§ DATA TO USE
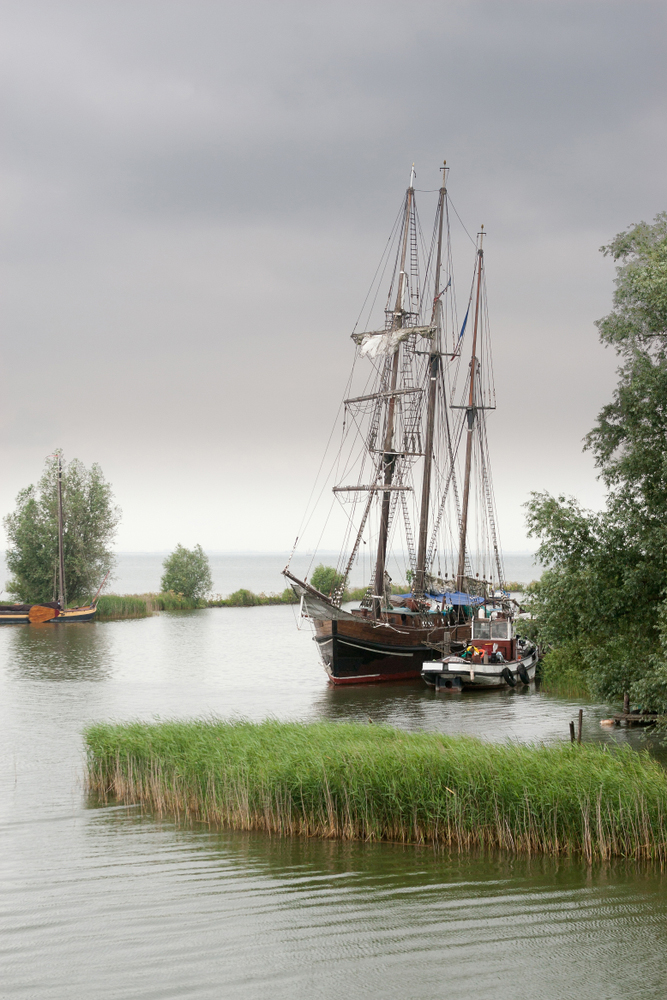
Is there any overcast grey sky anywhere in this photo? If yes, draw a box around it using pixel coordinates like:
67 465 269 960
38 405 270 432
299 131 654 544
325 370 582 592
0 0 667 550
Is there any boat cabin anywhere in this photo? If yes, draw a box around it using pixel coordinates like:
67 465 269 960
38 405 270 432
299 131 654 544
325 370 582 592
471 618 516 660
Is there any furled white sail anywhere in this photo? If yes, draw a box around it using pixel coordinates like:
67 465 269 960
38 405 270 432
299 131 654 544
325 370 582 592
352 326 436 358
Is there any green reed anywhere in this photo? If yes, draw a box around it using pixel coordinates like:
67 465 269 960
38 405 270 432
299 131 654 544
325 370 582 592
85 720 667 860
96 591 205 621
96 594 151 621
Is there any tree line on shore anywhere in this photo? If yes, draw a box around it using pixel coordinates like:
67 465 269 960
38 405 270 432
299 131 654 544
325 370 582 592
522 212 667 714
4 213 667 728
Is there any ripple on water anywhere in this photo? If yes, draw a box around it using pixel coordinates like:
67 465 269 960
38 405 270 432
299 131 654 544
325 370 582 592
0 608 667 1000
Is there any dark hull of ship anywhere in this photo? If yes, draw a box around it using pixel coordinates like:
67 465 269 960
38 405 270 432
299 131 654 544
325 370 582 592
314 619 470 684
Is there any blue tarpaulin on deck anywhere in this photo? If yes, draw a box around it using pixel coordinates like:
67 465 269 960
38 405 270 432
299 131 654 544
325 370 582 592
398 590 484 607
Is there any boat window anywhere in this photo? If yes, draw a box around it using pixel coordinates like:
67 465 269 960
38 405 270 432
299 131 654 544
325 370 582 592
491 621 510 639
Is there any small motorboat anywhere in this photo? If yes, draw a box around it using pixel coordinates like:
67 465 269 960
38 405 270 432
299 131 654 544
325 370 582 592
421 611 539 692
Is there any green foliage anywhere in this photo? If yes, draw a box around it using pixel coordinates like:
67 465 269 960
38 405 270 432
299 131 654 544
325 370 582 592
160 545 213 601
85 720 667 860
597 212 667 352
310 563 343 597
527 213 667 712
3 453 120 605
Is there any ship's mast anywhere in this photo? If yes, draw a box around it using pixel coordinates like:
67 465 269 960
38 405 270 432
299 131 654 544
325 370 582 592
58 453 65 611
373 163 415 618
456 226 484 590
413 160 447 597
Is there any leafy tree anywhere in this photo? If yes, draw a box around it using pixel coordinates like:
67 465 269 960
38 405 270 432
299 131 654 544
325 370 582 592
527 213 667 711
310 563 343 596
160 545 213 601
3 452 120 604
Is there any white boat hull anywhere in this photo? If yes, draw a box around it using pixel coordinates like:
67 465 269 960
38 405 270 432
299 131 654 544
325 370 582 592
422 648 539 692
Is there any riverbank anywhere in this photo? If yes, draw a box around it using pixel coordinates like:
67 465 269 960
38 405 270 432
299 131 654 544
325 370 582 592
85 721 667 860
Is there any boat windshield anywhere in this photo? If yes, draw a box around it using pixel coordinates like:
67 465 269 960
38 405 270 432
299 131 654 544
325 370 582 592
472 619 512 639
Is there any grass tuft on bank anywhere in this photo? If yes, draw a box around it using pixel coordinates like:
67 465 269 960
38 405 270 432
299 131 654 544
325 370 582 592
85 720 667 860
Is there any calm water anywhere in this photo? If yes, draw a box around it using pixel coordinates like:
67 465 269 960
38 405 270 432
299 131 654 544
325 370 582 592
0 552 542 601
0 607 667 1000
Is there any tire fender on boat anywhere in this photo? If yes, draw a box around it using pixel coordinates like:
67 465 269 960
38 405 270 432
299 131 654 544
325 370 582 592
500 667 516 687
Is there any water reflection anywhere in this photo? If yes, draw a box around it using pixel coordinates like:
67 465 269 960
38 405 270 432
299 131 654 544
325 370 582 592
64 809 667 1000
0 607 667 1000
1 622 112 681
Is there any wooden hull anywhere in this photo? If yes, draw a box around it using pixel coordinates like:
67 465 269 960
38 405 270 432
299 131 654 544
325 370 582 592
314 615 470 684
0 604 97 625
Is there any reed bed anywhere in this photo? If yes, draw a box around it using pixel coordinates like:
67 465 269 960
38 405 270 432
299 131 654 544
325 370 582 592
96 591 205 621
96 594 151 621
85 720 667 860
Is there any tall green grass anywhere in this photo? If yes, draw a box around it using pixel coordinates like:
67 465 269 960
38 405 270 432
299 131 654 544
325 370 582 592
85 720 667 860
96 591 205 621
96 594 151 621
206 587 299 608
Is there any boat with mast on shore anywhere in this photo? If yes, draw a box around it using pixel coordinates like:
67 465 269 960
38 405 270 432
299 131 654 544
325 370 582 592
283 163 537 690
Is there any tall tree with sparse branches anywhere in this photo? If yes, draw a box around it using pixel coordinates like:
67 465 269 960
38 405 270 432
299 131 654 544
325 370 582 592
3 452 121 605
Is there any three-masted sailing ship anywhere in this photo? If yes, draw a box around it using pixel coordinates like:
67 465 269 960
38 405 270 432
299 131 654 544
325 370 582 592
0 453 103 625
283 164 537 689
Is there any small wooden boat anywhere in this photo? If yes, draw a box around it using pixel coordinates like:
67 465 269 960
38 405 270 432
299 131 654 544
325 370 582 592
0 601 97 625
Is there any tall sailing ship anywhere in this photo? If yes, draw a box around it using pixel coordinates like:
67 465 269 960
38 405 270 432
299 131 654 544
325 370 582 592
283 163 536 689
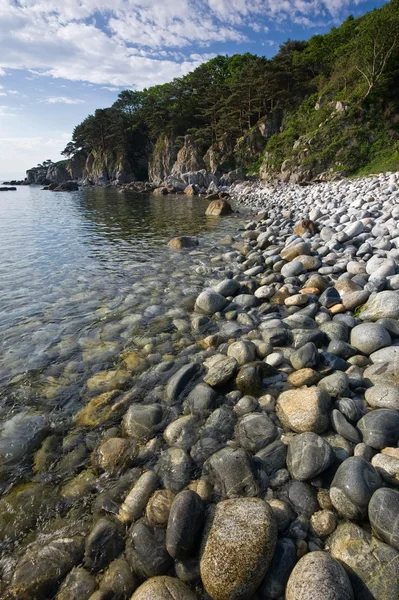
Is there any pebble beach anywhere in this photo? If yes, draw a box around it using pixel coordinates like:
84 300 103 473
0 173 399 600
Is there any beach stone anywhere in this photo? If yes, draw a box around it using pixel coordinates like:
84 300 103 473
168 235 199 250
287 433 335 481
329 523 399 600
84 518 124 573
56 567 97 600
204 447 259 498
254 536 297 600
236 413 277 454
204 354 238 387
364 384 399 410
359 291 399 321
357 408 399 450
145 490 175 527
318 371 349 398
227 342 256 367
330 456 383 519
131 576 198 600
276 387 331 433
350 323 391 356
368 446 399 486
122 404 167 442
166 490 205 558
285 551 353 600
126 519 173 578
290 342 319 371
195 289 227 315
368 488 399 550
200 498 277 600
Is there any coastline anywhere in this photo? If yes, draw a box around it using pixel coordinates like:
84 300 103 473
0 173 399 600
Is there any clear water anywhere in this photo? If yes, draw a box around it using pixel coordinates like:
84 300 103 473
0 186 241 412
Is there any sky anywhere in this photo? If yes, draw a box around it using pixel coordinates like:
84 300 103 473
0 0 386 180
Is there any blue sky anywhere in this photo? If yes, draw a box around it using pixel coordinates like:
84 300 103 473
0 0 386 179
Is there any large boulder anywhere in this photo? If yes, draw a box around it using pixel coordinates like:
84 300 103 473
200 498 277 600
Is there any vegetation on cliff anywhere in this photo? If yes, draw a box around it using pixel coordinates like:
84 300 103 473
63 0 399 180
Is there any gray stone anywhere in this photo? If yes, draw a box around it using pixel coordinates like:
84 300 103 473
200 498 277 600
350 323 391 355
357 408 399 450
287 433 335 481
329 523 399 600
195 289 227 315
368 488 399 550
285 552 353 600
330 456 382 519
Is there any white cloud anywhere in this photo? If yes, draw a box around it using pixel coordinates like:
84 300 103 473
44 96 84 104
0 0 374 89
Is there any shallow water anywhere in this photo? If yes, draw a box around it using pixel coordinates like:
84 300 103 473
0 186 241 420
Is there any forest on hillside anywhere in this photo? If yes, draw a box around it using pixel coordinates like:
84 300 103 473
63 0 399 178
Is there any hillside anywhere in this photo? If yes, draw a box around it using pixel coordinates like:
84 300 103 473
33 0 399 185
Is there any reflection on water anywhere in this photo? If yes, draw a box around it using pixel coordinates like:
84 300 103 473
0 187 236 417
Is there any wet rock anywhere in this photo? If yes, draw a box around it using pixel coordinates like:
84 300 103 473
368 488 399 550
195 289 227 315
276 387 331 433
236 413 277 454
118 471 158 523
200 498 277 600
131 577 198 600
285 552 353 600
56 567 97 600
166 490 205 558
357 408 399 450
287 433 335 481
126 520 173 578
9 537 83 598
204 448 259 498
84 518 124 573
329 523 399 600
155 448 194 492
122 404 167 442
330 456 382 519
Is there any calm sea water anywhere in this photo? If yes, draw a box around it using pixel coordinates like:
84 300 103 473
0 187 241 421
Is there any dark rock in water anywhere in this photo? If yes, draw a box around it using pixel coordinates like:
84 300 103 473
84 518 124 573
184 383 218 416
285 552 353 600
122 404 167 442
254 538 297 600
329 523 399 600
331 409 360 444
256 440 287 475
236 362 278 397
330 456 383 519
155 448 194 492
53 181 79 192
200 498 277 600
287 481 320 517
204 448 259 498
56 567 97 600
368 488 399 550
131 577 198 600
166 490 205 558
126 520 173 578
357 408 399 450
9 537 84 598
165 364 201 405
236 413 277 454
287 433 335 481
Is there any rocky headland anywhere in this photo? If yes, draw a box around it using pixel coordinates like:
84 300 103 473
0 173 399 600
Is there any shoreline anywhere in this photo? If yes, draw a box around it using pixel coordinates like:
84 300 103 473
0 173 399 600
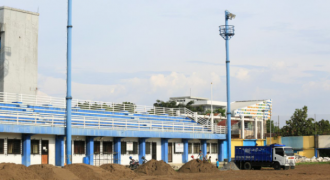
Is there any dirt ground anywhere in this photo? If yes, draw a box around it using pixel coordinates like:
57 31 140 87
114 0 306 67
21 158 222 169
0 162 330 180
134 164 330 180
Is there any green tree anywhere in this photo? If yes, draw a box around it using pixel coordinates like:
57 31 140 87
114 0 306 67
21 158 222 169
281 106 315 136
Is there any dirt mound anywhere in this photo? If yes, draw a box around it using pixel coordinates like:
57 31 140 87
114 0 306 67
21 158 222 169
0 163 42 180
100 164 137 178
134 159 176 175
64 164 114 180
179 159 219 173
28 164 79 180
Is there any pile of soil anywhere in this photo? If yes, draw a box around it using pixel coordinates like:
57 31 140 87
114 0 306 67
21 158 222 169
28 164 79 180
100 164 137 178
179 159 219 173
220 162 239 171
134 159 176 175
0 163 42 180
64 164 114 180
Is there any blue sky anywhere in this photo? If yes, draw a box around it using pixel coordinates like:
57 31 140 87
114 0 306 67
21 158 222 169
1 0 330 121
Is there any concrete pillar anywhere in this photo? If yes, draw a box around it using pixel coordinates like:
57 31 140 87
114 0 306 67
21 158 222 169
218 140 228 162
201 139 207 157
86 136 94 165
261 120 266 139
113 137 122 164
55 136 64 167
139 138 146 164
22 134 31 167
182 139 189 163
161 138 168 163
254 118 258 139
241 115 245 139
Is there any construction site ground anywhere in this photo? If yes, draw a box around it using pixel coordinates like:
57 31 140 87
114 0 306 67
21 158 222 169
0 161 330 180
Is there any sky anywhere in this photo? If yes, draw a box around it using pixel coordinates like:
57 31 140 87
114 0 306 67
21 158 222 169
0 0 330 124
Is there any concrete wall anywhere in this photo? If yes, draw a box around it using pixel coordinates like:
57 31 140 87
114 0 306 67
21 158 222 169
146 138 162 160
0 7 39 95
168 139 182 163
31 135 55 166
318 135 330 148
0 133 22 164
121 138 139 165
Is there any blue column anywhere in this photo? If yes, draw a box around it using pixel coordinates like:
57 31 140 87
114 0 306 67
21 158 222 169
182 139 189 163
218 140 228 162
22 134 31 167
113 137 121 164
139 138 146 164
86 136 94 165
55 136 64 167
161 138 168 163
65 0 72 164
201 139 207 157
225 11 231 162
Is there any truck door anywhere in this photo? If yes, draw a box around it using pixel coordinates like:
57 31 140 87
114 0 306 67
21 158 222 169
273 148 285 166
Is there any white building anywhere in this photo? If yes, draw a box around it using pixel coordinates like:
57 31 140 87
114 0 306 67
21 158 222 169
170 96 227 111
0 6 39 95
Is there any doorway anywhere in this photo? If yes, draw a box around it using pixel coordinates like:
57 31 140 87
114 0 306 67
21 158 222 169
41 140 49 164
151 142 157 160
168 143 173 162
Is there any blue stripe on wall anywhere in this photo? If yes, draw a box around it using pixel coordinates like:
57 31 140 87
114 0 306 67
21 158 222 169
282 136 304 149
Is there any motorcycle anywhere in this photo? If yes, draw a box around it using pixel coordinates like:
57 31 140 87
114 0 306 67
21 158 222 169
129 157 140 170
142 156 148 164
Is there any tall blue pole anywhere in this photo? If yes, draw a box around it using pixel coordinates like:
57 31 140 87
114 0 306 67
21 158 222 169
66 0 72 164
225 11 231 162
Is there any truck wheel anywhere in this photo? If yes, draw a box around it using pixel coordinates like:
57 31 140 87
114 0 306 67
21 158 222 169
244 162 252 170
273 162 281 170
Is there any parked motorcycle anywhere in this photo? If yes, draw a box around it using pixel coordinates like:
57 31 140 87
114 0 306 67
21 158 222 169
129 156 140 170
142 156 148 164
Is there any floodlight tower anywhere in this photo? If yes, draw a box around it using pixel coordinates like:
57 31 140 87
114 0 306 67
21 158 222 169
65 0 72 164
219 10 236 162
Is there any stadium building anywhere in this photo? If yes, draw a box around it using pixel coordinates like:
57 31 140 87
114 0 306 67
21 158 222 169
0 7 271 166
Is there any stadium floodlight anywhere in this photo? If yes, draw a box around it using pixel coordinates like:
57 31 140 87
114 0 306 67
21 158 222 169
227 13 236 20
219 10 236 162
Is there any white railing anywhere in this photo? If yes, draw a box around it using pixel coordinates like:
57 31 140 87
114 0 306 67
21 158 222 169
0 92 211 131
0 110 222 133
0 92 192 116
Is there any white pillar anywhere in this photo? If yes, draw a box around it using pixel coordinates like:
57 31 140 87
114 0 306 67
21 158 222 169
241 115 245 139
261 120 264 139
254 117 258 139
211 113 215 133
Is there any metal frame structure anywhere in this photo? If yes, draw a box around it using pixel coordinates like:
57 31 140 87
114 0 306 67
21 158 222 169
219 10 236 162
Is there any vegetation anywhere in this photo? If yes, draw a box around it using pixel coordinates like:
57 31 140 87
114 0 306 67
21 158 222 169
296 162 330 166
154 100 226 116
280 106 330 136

§ DIRECTION
Count the lines in the entries above that contain the string "reed", treating uppercase and lowercase as different. Reply with only the number.

§ OUTPUT BELOW
2